Could you please elaborate more on how exactly the nd_mamba2 deals with 2D and 3D data? Does the code follow VSSD (Shi et al., 2024), where all tokens share the same hidden state? How about the forward/backward speed compared to single-scan Mamba2?
For 2D and 3D data, padding (0 padding) is used here to divide the block size evenly. Then a simple straightening operation was performed without using different unfolding methods such as (z, m, row, col). Because Mamba2 achieves unity with the transformer, I made a bold guess that, like the transformer, the attention effect generated at any position in Mamba2 is equivalent. Therefore, the expansion of z, m, row, and col will not affect the final result. But this is just a speculation, without experimental support.
The kernel of the code adopts the official implementation of MAMBA2, removing single step (image tasks are overall inference, without single step). The setting for token sharing with the same hidden state remains consistent with the official implementation
As stated in 2, the speed of this module depends on the official implementation speed of MAMBA2, which is consistent with the forward/backward speed of a single scan in the official description.
Thanks for this amazing codebase!
Could you please elaborate more on how exactly the nd_mamba2 deals with 2D and 3D data? Does the code follow VSSD (Shi et al., 2024), where all tokens share the same hidden state? How about the forward/backward speed compared to single-scan Mamba2?
Much appreciated!

══════

- Tasks -
a: Answer these questions from the nd_mamba2 thread:
(i) What kind of padding is used for 2D and 3D data?
(ii) What was removed from the official Mamba2 kernel?
(iii) What does the speed of the module depend on?
b: Please reproduce word for word the part of the nd_mamba2 thread that opens with the words containing "Thanks for this" and closes with "Much appreciated!".

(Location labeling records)
══════

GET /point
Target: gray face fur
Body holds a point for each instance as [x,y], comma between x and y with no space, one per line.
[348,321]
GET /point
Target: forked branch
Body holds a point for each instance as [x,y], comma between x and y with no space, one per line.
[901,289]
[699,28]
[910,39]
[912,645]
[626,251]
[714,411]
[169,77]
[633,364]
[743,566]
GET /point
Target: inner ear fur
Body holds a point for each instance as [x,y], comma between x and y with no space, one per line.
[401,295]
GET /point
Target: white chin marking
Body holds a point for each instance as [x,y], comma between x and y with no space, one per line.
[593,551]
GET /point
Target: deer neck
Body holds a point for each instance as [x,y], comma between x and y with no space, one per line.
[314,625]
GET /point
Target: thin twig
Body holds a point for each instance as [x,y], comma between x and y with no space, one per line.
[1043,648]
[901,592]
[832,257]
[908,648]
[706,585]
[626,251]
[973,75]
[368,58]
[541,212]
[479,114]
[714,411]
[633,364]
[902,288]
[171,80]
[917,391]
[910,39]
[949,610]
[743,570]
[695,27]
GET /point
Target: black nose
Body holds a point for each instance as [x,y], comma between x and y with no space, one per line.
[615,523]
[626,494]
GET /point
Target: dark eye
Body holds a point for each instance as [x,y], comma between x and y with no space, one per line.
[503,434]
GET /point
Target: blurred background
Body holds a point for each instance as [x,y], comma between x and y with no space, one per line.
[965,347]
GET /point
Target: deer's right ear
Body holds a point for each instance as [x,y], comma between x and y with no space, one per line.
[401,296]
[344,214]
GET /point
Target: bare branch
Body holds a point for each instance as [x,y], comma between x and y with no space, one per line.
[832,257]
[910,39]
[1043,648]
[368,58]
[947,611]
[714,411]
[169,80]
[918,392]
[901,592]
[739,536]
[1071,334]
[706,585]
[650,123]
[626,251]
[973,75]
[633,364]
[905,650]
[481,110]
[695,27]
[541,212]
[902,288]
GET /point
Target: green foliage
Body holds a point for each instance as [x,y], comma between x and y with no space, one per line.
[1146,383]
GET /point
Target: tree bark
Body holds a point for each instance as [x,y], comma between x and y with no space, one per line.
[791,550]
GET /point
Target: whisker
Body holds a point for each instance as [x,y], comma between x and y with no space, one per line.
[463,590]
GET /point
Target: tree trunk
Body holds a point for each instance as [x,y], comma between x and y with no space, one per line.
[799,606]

══════

- Solved tasks -
a:
(i) Zero padding (0 padding), used to divide the block size evenly.
(ii) The single step.
(iii) The official implementation speed of MAMBA2.

b:
Thanks for this amazing codebase!
Could you please elaborate more on how exactly the nd_mamba2 deals with 2D and 3D data? Does the code follow VSSD (Shi et al., 2024), where all tokens share the same hidden state? How about the forward/backward speed compared to single-scan Mamba2?
Much appreciated!